Up to and including the line that contains "Thank you for the photo. Could you point to the poster", repeat each line of the data exactly, starting from the first.

╭─ Listed records

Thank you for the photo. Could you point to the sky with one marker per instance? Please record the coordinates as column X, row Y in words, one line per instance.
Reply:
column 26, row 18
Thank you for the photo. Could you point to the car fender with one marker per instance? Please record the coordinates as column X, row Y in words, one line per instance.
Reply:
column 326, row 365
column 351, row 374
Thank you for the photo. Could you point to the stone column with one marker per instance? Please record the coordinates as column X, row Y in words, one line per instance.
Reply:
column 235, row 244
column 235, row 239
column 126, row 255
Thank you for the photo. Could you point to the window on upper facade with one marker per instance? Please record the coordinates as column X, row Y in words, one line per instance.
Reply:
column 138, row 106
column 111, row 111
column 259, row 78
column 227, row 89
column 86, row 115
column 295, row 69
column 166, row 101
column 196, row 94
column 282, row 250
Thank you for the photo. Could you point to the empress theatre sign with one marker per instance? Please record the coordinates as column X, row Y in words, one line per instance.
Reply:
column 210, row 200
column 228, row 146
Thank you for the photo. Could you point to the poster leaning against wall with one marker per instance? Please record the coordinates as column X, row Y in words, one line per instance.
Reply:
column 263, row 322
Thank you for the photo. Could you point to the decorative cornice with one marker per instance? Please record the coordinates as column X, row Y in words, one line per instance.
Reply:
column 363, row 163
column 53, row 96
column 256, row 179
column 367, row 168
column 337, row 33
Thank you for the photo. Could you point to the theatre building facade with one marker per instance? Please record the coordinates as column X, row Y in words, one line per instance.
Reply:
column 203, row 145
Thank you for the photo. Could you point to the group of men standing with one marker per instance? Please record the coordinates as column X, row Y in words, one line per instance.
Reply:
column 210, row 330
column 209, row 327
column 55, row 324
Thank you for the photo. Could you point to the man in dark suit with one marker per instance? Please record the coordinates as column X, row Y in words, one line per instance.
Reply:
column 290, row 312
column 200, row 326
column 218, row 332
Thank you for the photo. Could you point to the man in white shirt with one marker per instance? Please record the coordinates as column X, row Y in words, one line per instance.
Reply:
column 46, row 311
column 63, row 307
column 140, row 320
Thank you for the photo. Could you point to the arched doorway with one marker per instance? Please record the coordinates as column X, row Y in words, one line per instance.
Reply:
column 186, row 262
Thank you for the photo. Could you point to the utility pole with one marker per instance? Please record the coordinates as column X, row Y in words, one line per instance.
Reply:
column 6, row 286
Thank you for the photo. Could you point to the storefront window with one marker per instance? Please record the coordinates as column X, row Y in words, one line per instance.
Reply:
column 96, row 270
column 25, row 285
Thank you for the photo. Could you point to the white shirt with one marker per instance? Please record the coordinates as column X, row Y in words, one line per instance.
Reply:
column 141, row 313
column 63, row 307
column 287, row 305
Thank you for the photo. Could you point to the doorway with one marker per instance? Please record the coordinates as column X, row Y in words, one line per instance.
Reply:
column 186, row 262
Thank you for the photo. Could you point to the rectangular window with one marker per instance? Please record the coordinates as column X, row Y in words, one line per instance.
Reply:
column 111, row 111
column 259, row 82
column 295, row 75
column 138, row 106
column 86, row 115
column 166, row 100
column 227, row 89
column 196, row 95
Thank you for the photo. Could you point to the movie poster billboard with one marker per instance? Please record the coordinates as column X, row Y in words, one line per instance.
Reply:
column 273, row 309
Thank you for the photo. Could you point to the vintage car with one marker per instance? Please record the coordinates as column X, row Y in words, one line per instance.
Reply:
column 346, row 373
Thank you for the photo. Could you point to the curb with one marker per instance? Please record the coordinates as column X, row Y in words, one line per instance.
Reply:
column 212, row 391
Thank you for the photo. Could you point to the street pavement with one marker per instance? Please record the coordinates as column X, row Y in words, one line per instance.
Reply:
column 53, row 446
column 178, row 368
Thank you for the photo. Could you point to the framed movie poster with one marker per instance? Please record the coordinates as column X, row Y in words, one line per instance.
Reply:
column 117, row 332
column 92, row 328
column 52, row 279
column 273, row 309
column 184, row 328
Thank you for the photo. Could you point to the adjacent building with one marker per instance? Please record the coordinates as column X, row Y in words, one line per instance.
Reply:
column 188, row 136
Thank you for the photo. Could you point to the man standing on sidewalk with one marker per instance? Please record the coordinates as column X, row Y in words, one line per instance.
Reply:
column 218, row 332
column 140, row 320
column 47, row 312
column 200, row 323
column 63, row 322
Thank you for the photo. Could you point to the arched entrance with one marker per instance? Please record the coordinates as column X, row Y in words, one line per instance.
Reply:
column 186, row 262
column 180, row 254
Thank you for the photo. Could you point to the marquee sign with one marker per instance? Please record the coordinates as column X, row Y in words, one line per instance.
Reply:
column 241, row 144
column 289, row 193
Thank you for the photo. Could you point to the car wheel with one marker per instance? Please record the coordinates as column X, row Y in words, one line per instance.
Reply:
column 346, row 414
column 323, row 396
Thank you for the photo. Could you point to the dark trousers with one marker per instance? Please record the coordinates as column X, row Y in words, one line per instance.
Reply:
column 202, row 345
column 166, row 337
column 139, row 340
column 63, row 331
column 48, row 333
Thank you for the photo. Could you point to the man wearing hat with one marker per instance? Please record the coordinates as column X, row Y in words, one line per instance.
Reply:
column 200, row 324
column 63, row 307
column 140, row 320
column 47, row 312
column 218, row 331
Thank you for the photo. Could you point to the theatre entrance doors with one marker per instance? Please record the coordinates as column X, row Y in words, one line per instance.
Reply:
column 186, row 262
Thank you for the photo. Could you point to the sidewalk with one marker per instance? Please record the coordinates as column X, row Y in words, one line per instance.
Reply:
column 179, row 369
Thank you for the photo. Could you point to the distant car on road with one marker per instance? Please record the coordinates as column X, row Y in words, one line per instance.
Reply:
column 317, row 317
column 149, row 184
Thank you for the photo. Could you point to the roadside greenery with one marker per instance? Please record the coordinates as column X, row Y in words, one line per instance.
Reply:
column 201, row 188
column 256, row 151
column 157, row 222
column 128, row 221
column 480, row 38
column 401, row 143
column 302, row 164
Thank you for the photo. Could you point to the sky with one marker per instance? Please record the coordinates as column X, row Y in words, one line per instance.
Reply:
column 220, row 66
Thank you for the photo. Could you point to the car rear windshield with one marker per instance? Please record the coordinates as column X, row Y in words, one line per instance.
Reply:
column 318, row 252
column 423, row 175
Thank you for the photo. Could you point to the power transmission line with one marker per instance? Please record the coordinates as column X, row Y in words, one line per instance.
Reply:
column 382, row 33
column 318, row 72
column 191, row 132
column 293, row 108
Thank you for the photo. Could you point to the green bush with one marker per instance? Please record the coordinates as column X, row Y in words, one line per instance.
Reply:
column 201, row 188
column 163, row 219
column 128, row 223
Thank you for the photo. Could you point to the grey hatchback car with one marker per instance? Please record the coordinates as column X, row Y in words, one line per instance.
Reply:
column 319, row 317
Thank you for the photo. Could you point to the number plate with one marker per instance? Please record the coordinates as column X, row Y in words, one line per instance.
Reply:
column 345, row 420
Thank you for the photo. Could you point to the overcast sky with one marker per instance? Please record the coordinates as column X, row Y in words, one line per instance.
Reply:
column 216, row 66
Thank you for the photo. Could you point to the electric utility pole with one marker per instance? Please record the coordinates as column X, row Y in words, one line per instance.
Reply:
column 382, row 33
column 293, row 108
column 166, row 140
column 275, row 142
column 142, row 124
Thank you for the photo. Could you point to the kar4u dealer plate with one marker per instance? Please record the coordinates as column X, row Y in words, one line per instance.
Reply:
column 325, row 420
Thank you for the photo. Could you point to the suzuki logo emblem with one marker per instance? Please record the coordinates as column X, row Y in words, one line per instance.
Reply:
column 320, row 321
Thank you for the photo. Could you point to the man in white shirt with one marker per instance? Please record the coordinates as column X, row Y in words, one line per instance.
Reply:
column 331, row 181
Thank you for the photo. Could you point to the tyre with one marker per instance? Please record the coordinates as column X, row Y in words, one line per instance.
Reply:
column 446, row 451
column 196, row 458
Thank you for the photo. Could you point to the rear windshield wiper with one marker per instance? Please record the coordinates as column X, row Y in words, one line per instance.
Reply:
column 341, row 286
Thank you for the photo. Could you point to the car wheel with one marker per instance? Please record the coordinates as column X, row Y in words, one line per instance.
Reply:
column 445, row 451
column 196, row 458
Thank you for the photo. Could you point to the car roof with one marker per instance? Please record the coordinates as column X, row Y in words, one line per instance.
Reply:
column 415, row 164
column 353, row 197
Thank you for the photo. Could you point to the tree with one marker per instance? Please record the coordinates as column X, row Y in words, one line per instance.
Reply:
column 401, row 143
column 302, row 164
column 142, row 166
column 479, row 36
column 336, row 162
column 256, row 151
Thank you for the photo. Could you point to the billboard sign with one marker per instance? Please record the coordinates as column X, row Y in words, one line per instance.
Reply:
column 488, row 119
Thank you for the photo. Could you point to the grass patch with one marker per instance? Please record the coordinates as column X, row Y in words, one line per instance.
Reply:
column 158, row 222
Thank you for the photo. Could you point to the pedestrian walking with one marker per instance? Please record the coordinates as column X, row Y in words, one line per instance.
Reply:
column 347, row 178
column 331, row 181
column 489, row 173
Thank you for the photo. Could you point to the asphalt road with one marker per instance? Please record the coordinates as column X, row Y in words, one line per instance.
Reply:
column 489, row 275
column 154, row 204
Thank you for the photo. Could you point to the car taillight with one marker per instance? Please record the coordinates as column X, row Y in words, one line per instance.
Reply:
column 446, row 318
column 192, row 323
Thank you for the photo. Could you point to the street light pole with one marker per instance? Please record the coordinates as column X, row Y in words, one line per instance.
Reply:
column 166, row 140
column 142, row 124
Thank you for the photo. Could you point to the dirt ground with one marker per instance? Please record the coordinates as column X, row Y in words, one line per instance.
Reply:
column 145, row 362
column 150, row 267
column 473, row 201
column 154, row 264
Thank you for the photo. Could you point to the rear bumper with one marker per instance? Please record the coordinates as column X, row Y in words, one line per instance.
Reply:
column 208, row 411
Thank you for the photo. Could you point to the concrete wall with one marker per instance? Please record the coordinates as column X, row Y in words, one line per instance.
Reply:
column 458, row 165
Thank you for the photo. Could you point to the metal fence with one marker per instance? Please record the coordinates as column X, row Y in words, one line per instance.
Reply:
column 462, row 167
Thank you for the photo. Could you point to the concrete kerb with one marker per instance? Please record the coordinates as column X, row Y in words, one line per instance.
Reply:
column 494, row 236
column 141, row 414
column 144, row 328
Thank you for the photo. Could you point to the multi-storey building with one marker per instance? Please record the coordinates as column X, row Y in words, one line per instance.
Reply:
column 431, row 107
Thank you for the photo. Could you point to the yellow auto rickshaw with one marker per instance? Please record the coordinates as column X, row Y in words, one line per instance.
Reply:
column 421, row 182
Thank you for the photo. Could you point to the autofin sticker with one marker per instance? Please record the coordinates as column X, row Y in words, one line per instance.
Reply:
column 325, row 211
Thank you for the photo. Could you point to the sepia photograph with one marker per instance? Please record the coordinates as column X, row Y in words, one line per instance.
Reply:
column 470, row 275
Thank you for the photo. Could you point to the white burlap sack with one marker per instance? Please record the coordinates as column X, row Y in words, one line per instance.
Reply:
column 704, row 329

╰─

● **Result below**:
Thank you for the photo. Could you point to the sky with one marker per instance? Please record the coordinates as column X, row Y in words, one line per instance.
Reply:
column 26, row 18
Thank you for the photo. Could you point to the car fender with one marker per instance? Please record the coordinates as column X, row Y in words, one line per instance.
Reply:
column 326, row 365
column 351, row 374
Thank you for the photo. Could you point to the stone column with one marker per instance? Please record the coordinates as column X, row Y in words, one line per instance.
Reply:
column 235, row 244
column 235, row 239
column 126, row 255
Thank you for the photo. Could you point to the window on upper facade with one marker per instance? Please record the coordinates as column X, row Y in words, one line per instance.
Reply:
column 138, row 106
column 111, row 111
column 259, row 78
column 227, row 89
column 86, row 115
column 295, row 69
column 166, row 101
column 196, row 94
column 282, row 250
Thank you for the photo. Could you point to the empress theatre sign with one marker per instance? Please record the coordinates as column X, row Y in words, one line per instance.
Reply:
column 210, row 200
column 228, row 146
Thank you for the photo. Could you point to the poster leaning against wall with one marker per instance? Please record the coordinates as column X, row Y in words, one line per instance.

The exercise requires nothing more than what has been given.